START MATERIAL SUPPLIED

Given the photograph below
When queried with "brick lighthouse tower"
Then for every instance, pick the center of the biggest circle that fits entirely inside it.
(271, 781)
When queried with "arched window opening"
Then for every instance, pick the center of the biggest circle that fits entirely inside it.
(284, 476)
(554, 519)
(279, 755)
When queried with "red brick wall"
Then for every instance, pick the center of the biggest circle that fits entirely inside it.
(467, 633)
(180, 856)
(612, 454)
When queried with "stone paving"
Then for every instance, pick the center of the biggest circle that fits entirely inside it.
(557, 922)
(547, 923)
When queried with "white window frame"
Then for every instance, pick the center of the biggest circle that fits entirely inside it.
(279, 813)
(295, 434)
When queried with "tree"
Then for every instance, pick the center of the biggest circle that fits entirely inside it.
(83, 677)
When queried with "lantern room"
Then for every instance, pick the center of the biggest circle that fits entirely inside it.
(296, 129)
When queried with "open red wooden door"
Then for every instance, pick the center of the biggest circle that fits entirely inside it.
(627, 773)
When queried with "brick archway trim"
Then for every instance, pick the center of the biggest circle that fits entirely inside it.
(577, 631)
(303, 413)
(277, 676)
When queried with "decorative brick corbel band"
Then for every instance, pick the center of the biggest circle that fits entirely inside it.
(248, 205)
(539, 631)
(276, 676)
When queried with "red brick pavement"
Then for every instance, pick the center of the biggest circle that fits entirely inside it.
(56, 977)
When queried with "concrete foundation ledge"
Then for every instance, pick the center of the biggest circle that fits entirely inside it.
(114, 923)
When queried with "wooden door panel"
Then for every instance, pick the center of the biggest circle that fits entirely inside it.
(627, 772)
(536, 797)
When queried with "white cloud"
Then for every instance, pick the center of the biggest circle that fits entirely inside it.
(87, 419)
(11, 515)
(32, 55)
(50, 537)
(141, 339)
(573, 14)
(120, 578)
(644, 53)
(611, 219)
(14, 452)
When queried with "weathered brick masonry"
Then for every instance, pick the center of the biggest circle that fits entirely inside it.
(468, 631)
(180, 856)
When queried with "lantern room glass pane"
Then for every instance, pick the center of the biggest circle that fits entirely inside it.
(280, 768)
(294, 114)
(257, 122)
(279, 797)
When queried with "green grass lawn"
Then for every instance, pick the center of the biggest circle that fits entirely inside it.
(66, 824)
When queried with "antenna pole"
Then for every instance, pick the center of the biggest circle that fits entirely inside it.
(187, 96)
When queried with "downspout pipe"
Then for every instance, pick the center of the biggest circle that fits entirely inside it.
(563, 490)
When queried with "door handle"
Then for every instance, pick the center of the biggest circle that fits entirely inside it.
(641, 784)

END MATERIAL SUPPLIED

→ **GOAL**
Collect each line of the data above that contains the string "room". Letter case counts when matching.

→ **TASK RESPONSE**
When queried with "lantern room"
When queried with "lantern room glass pane"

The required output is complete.